§ **Given request 1**: In the payment clause, list every capitalized payment name that ends in the word "Payment".
§ **Given request 2**: Write the text that comes next in the payment clause, starting after its last sentence.

§ **Excerpted text**:
☆ ☆ ☆

Northwest shall remit to Pinnacle by wire transfer of immediately available
funds by the close of business on the 15th day of each month (or the next
banking day if the 15th is a bank holiday), as a final payment, Pinnacle's Block
Hour Payment, Cycle Payment, IOP Payment, Fixed Cost Payment, Monthly Margin
Payment, any payments due pursuant to Section 5.05 or Section 5.06 below for the
preceding month and any payments due with respect to Charter Flights, less the
amount of the provisional payment made on the 30th day of the preceding month.

☆ ☆ ☆

§ **Data**:

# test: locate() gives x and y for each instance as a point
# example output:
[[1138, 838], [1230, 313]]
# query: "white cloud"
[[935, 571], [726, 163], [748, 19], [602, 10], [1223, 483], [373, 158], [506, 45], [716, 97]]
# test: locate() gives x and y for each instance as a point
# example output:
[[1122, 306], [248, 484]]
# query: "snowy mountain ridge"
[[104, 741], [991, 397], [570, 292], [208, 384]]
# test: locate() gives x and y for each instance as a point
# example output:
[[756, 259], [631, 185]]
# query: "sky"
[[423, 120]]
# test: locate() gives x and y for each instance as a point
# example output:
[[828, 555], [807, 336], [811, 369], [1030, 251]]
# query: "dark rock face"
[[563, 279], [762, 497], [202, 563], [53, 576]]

☆ ☆ ☆

§ **Written answer 1**:
- Block Hour Payment
- Cycle Payment
- IOP Payment
- Fixed Cost Payment
- Monthly Margin Payment

§ **Written answer 2**:
For purposes of this Section 5.02, the above-referenced payments to Pinnacle
shall be calculated as follows for any applicable period:
(i) the Block Hour Payment will be equal to the then
applicable Block Hour Rate multiplied by the number of actual,
completed Block Hours reported in Pinnacle's Block Hour Report for such
period for Scheduled Flights, Non-Scheduled Flights and Charter
Flights, plus
(ii) the Cycle Payment will be equal to the then applicable
Cycle Rate multiplied by the number of actual, completed Cycles
reported in Pinnacle's Cycle Report for such period for Scheduled
Flights and Non-Scheduled Flights, plus
(iii) the IOP Payment, if any, will be determined in
accordance with Section 5.03(c) below, plus
(iv) any payments due pursuant to Section 5.05 below, plus
(v) with respect to the payment to be made on the 15th day of
each month, Pinnacle's Fixed Cost Payment determined in accordance with
Section 5.04 below and any payments due pursuant to Section 5.06 below,
plus
(vi) with respect to the payment to be made on the 15th day of
each month, the Monthly Margin Payment determined in accordance with
Section 5.08 or Section 5.11 below, as applicable.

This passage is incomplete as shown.